• **Text section**:
Introduction From Guest Editor Leonard A. Jason

Introduction From Guest Editor Leonard A. Jason by  Leonard A. Jason

In the spring of 2015, Lenny Jason, Daphna Ram, and Ed Stevens posted this note on the Society for Community Research and Action listserv:

Dear SCRA members:

According to Popper (1968), good theories need to offer clear predictions that can be rigorously tested and falsified. In a sense, as you know, theories allow data to be organized, systematized, and interpreted.  A group of us at DePaul University are thinking about which theories are central to the field of community psychology. We would be interested in learning whether you use theories explicitly, and if you do use theories explicitly, what theories you use, and do you borrow them from other disciplines or are they from the field of community psychology.   

We were very gratified by the responses, and many privately asked us if we would be willing to share the responses with the larger SCRA community. After sharing the responses, a group of us began writing a paper that grew to about 50 pages over time.  We are so thankful to Scott Wituk and the Global Journal for giving us a forum to publish our initial piece, as well as the 10 authors who wrote reaction articles to our papers.

• **How to complete this task**:
Translate this sentence from the guest editor's introduction into Spanish: "We were very gratified by the responses, and many privately asked us if we would be willing to share the responses with the larger SCRA community." Rely only on the text above.

• **Information shown**:
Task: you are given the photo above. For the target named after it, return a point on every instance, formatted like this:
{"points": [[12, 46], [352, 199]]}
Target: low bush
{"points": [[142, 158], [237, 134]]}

• **Solution for this problem**:
Nos sentimos muy gratificados por las respuestas, y muchos nos preguntaron en privado si estaríamos dispuestos a compartir las respuestas con la comunidad más amplia de la SCRA.